# additional cost of basement on new build?



## Lara (20 Apr 2012)

Hi

I am buying a new build from the plans. It is an end of terrace and each level is small ie approx 550sqft. I was wondering what the cost would be if I asked the builder to put in a basic shell basement (wired and plumbed) ie would it be approximately 1/3 of the cost of the main build (the other 2/3 being the ground and first floor).

Because the site is small and the only room for expansion in the future would be upwards to a small attic room, I have begun to think that it might be sensible to put in a basement before the main build starts. The house is on a hill with no streams/rivers in the area so it would have good drainage I am guessing.

Does anyone have an opinion/advice?

Thanks

Lara


----------



## extopia (20 Apr 2012)

Eh, I think you would need planning permission for that for a start - not just a case of asking the builder to add on an extra level (even if it's underground).


----------



## Lara (20 Apr 2012)

No, I realise that ; but before I even go forth looking for planning permission I wanted to get some idea of whether it was a good idea and of course whether basements are expensive. I can get some cost information on putting a basement in an existing house (which is expensive) but none on putting one in from the offset.

Lara


----------



## lowCO2design (20 Apr 2012)

Lara, It depends on too many things to give you any idea + basements are not that common in Ireland in Domestic dwellings, so your builder may not be familiar..

we'd need to know, the type soil and the ground/ first floor loadings (how difficult it will be to excavate how much steel/ concrete will be required from lateral and above pressures. And what the water table level is like(same as tanking a swimming pool) and access + what happens to adjoining property etc etc

you would be best to seek professional advice- why not consult the developer and or a independent Quantity surveyor. It could certainly be 1/3 of the of the cost... 

also consider its proposed use, as any habitable room needs natural light and a means of escape.

do you just love the area? or why not consider somewhere that has ample space without the hassle..


----------



## Lara (20 Apr 2012)

Hi LowCO2

Thanks for replying. I really like the area and its where I need to be for work. TBH, I just cant afford anything else without moving far away from where I want to be! Guess there's always a sacrifice to be made....

Lara


----------



## lowCO2design (22 Apr 2012)

Lara said:


> Hi LowCO2
> 
> Thanks for replying. I really like the area and its where I need to be for work. TBH, I just cant afford anything else without moving far away from where I want to be! Guess there's always a sacrifice to be made....
> 
> Lara


Hi Lara, I just find it hard to believe that your considering asking a developer/builder to dig you a basement in order to get the space you want, in the location you want.. Your area must be in stark contrast to the rest of the country where there's bargain housing for sale on practical every corner..

best of luck with what ever route you take


----------

What is needed –
Rewrite the basement thread from "No, I realise" down to "from the offset.", putting "council approval" wherever "planning permission" appears.

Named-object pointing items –
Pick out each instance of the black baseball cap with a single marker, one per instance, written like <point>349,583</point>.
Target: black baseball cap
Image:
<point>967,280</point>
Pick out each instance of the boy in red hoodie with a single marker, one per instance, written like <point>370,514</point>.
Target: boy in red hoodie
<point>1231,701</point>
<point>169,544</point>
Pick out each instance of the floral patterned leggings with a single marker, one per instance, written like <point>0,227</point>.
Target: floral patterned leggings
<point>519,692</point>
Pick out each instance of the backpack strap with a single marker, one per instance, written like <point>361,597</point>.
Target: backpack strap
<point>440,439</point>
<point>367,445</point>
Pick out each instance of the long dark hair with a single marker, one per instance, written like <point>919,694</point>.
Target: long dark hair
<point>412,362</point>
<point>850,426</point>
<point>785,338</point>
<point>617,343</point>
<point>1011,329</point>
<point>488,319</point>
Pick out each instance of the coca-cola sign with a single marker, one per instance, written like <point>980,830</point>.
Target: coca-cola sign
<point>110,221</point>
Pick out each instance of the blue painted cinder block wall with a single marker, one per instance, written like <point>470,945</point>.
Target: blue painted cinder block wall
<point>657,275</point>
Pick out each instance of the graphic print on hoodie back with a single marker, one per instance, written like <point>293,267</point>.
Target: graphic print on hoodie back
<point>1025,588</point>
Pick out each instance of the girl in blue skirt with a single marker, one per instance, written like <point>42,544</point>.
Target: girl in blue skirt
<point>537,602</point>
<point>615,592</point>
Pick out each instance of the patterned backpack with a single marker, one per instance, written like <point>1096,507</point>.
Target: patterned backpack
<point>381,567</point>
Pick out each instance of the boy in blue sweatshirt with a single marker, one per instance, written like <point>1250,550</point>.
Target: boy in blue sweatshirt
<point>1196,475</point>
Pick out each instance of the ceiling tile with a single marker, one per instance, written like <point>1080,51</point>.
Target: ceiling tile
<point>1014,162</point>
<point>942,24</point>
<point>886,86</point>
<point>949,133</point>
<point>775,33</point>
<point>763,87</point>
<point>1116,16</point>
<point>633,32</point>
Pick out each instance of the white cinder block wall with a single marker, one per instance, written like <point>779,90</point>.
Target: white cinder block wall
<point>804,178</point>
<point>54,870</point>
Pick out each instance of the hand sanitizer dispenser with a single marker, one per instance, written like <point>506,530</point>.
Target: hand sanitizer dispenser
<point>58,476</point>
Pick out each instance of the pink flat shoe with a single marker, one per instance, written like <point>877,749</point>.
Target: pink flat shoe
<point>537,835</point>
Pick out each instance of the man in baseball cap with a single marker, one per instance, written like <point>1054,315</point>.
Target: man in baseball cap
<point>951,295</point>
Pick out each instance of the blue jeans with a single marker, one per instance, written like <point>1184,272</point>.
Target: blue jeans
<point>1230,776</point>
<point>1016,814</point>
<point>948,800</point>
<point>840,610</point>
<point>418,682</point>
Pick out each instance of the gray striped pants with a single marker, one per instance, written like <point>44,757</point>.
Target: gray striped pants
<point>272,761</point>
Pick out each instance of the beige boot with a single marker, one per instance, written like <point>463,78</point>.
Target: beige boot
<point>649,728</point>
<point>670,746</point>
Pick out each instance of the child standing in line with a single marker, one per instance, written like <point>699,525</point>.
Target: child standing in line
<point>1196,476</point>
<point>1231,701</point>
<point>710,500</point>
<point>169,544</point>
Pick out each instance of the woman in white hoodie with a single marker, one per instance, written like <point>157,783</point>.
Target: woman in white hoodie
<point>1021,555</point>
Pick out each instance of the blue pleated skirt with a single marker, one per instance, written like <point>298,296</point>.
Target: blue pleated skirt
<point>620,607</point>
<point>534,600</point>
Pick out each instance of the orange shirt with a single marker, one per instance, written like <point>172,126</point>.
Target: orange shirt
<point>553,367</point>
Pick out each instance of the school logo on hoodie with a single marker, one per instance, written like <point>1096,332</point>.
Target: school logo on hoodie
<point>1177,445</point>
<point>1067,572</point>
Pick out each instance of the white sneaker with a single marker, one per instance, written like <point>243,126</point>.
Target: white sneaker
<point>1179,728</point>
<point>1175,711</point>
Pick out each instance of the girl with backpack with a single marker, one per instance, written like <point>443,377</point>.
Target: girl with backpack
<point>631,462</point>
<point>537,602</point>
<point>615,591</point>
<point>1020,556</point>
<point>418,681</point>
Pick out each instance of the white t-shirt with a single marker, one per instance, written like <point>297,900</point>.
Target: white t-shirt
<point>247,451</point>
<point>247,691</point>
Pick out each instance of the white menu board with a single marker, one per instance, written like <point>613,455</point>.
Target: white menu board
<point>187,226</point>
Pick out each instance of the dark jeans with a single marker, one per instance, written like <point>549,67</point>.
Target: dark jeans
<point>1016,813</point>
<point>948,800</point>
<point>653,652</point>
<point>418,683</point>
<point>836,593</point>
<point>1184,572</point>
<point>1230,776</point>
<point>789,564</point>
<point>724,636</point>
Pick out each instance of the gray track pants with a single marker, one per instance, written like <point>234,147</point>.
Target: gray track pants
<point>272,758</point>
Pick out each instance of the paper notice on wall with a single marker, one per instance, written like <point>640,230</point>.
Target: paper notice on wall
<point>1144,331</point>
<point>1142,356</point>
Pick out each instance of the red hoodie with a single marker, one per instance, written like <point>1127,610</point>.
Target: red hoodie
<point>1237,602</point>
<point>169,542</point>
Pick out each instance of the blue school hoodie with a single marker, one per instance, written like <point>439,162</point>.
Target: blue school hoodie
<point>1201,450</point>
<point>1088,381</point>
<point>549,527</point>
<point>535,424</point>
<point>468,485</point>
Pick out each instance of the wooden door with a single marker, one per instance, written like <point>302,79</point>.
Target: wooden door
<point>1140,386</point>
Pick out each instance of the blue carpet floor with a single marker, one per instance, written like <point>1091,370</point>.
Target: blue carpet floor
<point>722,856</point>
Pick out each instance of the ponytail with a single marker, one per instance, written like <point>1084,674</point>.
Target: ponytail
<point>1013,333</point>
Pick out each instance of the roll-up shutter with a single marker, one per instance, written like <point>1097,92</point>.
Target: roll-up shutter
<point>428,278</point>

Complete output –
No, I realise that ; but before I even go forth looking for council approval I wanted to get some idea of whether it was a good idea and of course whether basements are expensive. I can get some cost information on putting a basement in an existing house (which is expensive) but none on putting one in from the offset.